### [Written problem]
Put the lines of the items from the one containing "the front bumper" through the one containing "x=281, y=181", both included, into a Markdown table with the columns Row and Line. Number each line and omit any blank lines.

[start of Dataset records]

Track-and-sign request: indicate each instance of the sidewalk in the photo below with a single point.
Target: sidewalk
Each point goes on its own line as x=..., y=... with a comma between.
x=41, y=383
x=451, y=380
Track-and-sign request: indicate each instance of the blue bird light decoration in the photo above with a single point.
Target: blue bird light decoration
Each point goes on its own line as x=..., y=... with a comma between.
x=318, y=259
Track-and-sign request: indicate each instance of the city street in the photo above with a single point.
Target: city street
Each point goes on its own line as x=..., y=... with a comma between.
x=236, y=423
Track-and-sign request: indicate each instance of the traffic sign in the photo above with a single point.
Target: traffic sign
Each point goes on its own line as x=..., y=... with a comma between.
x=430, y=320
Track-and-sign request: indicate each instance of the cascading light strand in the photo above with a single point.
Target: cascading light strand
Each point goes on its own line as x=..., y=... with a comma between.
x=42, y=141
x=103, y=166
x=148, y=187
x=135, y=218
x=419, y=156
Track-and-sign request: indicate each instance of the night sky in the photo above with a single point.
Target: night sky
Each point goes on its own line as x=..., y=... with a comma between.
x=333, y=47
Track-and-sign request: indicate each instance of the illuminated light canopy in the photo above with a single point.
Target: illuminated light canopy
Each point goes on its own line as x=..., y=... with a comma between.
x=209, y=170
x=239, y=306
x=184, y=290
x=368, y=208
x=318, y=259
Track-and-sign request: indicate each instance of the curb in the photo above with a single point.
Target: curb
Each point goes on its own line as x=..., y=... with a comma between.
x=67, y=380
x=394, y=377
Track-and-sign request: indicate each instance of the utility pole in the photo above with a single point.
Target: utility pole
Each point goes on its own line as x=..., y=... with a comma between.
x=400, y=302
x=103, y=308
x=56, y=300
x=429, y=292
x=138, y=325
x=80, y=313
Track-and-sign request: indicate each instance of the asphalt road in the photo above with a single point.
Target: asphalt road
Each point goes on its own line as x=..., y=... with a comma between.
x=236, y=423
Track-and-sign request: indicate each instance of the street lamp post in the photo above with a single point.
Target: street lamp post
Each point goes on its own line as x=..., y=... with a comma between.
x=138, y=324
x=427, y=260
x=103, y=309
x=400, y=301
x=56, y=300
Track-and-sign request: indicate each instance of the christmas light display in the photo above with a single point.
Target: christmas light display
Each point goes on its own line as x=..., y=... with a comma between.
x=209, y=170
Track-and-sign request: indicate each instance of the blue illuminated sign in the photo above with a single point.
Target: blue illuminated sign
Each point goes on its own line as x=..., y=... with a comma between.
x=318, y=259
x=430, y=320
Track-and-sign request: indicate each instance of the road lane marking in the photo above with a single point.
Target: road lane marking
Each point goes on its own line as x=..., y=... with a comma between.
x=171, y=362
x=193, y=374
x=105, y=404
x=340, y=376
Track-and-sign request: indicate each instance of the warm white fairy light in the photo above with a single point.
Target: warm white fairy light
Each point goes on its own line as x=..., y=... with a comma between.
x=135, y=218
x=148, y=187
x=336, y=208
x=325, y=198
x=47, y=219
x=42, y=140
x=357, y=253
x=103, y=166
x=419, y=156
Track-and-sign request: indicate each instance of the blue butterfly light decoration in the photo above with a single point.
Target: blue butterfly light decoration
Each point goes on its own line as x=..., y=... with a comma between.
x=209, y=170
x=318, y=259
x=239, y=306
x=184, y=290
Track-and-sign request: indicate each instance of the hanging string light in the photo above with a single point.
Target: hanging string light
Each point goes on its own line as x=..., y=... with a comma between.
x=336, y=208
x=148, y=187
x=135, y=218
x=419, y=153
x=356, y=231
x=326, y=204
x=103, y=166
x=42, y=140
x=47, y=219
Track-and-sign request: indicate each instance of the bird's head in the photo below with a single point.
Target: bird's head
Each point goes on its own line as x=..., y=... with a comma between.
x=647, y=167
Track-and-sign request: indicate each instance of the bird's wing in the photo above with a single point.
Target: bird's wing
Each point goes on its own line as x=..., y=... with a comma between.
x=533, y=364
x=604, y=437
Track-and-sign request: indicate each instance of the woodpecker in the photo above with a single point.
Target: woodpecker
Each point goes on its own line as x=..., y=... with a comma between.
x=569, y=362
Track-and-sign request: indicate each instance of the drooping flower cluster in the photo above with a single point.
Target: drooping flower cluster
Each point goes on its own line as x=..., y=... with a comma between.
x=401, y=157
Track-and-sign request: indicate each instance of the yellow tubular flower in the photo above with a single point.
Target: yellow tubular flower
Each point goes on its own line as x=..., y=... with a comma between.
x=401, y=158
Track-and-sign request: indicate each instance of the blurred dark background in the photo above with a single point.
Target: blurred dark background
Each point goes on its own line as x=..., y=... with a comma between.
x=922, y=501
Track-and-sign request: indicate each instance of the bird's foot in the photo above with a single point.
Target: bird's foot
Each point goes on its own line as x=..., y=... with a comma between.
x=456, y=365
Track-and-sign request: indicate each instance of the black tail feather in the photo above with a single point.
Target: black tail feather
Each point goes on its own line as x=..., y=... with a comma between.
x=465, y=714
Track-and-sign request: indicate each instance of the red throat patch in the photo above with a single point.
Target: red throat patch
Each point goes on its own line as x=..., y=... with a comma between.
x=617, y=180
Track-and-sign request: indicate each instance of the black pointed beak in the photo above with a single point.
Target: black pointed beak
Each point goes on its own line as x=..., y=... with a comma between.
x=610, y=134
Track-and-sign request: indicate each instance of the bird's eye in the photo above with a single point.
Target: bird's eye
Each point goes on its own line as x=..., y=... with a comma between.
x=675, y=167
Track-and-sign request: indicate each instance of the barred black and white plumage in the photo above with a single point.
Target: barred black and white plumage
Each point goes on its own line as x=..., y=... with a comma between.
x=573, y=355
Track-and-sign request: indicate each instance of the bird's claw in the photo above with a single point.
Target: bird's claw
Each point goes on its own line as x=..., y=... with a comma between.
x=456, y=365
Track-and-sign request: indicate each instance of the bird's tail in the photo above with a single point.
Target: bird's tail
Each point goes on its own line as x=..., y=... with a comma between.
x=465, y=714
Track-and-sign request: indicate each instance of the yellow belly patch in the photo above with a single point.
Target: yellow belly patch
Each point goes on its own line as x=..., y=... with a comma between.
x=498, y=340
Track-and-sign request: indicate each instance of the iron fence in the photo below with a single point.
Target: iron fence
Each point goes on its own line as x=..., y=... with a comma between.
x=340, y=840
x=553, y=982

[end of Dataset records]
[start of Dataset records]

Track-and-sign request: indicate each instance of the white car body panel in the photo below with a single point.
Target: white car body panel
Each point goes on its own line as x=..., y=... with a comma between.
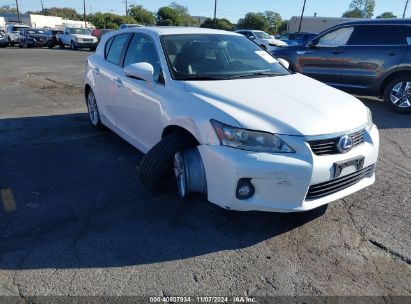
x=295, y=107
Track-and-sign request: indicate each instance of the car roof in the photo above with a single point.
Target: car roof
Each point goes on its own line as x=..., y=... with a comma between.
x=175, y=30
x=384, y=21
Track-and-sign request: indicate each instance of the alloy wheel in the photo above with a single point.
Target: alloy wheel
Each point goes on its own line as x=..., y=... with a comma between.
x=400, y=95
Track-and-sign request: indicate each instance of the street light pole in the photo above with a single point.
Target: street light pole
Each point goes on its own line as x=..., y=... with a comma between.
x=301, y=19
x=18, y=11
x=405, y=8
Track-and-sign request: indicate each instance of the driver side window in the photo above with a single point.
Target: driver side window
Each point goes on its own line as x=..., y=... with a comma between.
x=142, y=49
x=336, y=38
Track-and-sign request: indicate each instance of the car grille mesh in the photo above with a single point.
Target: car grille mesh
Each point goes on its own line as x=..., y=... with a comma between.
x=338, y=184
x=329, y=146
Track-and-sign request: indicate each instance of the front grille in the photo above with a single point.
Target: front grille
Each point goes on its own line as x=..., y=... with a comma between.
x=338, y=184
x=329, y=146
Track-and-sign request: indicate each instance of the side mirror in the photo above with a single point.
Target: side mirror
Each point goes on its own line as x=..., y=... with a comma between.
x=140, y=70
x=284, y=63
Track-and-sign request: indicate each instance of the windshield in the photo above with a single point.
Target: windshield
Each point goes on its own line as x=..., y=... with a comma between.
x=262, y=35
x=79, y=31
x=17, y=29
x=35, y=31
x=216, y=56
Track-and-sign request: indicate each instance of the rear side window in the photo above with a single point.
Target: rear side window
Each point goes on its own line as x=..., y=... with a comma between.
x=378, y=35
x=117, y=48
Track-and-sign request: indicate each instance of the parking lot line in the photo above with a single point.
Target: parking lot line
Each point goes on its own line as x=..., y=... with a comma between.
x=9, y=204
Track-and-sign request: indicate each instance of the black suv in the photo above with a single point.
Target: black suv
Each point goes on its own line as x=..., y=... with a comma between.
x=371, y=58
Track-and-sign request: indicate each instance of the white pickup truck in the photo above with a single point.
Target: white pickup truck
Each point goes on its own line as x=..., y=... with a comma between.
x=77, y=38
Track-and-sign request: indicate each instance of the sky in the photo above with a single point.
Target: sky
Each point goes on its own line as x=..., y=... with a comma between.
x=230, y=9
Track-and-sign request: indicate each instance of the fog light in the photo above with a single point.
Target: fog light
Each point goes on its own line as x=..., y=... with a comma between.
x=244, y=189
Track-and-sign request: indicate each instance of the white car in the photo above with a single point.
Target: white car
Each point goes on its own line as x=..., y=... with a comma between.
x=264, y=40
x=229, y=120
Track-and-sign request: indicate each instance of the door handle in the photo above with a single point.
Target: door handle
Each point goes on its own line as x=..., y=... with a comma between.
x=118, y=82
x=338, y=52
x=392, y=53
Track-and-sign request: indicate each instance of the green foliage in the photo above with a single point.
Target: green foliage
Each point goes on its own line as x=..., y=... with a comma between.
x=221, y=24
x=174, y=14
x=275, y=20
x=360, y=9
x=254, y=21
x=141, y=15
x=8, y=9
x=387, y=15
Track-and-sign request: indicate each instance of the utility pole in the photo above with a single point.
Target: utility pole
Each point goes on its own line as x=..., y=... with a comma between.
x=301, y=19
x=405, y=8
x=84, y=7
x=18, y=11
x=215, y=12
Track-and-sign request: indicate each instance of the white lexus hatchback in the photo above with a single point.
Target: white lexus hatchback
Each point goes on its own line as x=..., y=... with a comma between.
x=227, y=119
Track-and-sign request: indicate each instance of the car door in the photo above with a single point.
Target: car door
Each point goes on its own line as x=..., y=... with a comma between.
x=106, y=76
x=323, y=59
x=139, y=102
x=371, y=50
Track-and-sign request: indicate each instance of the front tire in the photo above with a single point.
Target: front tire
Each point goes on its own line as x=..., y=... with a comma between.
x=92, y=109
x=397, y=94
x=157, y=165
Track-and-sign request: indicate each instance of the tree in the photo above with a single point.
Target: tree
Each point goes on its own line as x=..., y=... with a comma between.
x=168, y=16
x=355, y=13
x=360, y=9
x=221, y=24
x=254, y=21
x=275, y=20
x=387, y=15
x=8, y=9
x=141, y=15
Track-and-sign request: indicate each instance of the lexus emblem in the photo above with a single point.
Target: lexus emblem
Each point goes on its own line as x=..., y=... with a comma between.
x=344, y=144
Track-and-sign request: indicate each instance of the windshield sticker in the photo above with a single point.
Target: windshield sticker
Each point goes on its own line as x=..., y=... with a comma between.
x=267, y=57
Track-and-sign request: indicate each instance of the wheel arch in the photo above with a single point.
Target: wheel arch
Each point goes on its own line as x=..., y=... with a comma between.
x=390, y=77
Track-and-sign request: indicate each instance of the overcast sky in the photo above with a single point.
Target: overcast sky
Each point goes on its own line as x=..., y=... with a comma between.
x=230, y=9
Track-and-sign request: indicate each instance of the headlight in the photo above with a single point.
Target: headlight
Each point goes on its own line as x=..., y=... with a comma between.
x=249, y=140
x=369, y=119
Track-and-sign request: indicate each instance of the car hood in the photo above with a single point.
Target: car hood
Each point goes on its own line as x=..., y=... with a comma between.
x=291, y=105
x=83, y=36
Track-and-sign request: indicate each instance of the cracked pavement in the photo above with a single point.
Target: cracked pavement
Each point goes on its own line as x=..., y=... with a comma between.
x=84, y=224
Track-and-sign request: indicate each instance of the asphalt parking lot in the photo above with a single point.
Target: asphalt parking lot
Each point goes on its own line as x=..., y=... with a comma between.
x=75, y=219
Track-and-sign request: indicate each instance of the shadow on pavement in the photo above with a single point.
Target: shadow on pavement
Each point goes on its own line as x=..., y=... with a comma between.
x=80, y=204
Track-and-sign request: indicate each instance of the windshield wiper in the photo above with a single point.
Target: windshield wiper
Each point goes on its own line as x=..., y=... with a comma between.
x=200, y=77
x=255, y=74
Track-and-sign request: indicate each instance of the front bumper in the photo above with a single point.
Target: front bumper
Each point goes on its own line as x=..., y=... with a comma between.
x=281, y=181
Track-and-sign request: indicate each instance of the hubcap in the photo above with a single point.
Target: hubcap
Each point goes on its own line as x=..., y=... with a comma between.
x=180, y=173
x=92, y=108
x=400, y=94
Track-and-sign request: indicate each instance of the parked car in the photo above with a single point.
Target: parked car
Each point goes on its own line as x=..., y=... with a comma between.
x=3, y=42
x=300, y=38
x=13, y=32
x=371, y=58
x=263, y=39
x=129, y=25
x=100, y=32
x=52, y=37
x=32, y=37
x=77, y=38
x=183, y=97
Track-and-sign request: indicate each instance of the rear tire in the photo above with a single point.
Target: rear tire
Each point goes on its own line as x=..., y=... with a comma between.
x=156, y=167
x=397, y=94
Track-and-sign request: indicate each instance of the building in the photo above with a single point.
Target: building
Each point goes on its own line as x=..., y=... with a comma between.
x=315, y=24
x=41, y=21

[end of Dataset records]
[start of Dataset records]

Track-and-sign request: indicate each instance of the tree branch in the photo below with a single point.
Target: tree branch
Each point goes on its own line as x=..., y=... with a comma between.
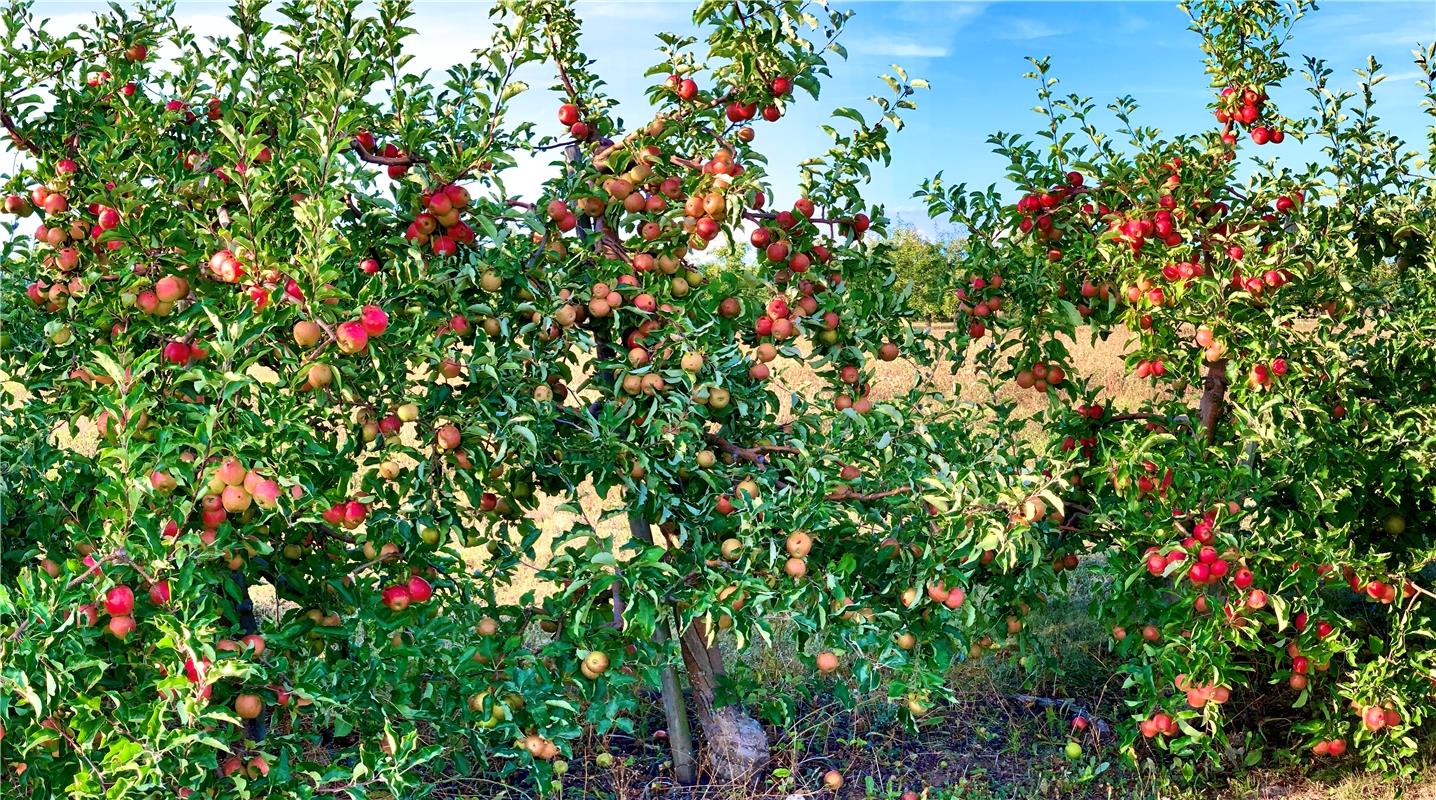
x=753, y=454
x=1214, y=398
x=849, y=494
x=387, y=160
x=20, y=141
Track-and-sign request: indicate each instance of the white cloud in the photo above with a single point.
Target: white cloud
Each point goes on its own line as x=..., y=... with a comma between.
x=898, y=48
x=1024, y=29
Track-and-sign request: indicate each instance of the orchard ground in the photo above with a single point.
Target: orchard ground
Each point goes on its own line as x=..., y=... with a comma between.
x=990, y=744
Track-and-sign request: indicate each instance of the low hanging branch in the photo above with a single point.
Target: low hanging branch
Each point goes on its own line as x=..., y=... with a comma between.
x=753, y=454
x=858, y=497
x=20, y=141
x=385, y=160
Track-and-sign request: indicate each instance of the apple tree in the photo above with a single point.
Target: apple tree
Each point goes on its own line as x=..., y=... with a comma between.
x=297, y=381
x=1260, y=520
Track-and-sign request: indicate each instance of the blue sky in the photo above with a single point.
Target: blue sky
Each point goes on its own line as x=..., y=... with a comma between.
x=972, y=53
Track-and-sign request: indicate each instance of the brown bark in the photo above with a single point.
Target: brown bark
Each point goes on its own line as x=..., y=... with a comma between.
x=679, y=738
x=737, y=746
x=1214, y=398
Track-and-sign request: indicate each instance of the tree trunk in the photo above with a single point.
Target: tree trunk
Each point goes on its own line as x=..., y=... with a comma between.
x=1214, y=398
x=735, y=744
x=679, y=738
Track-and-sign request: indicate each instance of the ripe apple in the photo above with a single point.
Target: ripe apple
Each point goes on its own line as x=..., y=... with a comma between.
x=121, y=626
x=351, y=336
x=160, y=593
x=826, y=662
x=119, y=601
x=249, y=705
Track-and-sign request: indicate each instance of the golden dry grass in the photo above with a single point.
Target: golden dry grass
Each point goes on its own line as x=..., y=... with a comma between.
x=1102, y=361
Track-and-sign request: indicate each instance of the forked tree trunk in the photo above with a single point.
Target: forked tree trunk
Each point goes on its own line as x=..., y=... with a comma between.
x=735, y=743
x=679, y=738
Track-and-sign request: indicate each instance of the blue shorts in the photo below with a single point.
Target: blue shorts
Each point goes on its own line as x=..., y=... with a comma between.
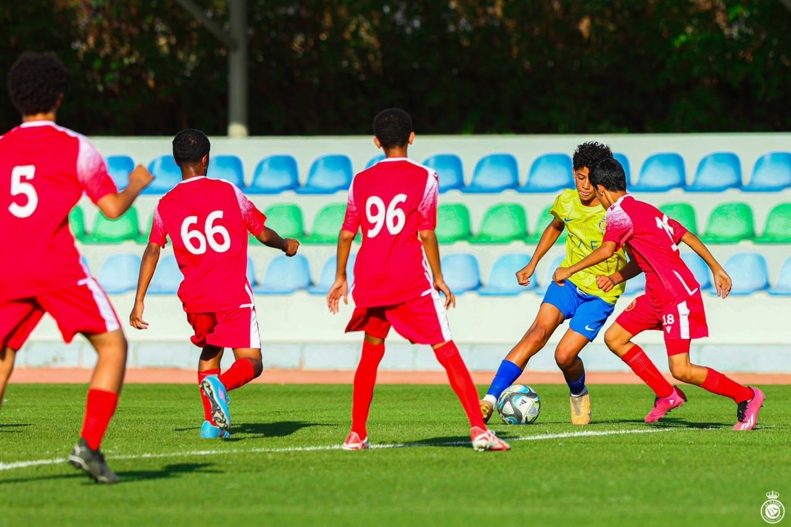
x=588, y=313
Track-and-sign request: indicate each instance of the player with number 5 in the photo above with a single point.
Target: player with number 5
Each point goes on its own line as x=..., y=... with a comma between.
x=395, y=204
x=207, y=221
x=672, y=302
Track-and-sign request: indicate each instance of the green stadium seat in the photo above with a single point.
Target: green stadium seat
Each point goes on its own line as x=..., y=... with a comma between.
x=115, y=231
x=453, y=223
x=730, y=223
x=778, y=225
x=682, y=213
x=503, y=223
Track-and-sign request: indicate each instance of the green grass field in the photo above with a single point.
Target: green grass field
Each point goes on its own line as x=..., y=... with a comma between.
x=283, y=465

[end of Dataset records]

### [Written response]
| Row | Line |
|---|---|
| 1 | Track-and-sign request: indicate each instance of the front bumper in the photo above with a single point. |
| 2 | Target: front bumper |
| 3 | Each point goes on its own line as x=..., y=... with a comma between. |
| 4 | x=281, y=181 |